→ **Quoted passage**:
╔══
Victory from the Jaws of Defeat?
In the wake of the federal government’s failure to quickly address the crisis wrought by Hurricane Katrina, and amid a growing sense among some that the Bush administration’s policies in Iraq and at home have become mired in bureaucratic corruption and legislative gridlock, some liberal pundits claim to hear the death rattle of George Bush’s political influence, an idea nicely encapsulated in a recent syndicated column by the Washington Post’s E.J. Dionne, Jr.
“The Bush Era is over,” Dionne wrote on September 13. “…Recent months, and especially the past two weeks, have brought home to a steadily growing majority of Americans the truth that President Bush’s government doesn’t work. His policies are failing, his approach to leadership is detached and self-indulgent, his way of politics has produced a divided, angry and dysfunctional public square. We dare not go on like this.”
While George W. Bush—his legacy, his agenda—may or may not prove the great political casualty of 2005, the notion that Americans will now reject his brand of conservatism is probably misplaced.
Remember Watergate. Then as now, a sitting Republican President saw his poll numbers, and those of his party, plummet. (There is a difference, of course, in the circumstances leading to each President’s declining political fortunes. Nixon was corrupt; Bush is viewed as inept.) In 1974 the Democrats swept off-year elections and racked up massive majorities in both houses of Congress. If state-by-state polls are any indication, the same may very well be true of next year’s elections.
╚══
→ **Assigned task 1**:
According to the commentary on George Bush's political future, on what date did E.J. Dionne, Jr. write that "The Bush Era is over"?
→ **Assigned task 2**:
Rewrite the paragraph of the commentary on George Bush's political future that begins "Remember Watergate." as a brief bulleted list that keeps its main facts.
→ **Assigned task 3**:
Continue the commentary on George Bush's political future from its last sentence, keeping the same argument and tone.

→ **Data shown**:
╔══
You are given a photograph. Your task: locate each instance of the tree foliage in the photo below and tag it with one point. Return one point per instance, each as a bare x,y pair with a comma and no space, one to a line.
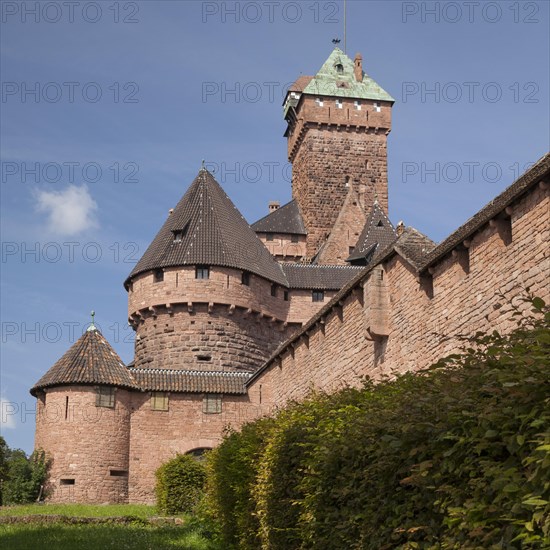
180,484
456,457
╚══
→ **Answer space 1**:
September 13.

→ **Answer space 2**:
- As with Watergate, a sitting Republican President's poll numbers, and his party's, have plummeted.
- The causes differ: Nixon was corrupt, while Bush is viewed as inept.
- In 1974 the Democrats swept the off-year elections and won massive majorities in both houses of Congress.
- State-by-state polls suggest the same may happen in next year's elections.

→ **Answer space 3**:
But in 1974, the Democrats enjoyed only a temporary boost from Watergate. Ironically, in the long term, it was Nixon’s Republican party—particularly its ascendant conservative wing—that benefited most from Watergate.
American conservatives are a very diverse lot. Some embrace libertarianism; others endorse the politics of social control. Some are interventionists; others are isolationists. If they agree on little else, most conservatives believe that government is inherently less efficient than the private sector, that taxes stunt economic growth and hinder liberty, and that people are most free where government is small.
Watergate shook the American public’s faith in government. To be sure, the credibility gap over Vietnam and other events of the sixties had already weakened Americans’ affection for their government. But it was Watergate that did the most harm to the government’s popular standing.
Since the 1930s an entire generation of Americans had been lifted into middle-class comfort and security with the help of New Deal and Great Society entities like the HOLC, FHA, Social Security, the Veterans Administration, and Medicare. To some extent most middle-class Americans owed their homes, their education, their jobs, their union benefits, and their protection against illness, injury, or unemployment to the government.
“After Watergate,” explained a public school teacher in the mid-1970s, it was “crazy to trust in politicians. I’m totally cynical, skeptical.”
So who won? The Republican party, specifically, and the conservative movement, more broadly.
The tax revolts of the late 1970s, the growth of anti-government sentiment, the great embrace of the private sector—all followed on the heels of Watergate. November 1974 may have been kind to the Democrats. But the ensuing decades have been brutal.
Today we are in a similar situation. George W. Bush may very well be a lame duck President. But in the long run, he may have masterfully promoted the good fortunes of his cause.
Conservatives need government to fail. When they’re in power, they sometimes seem to make sure it does.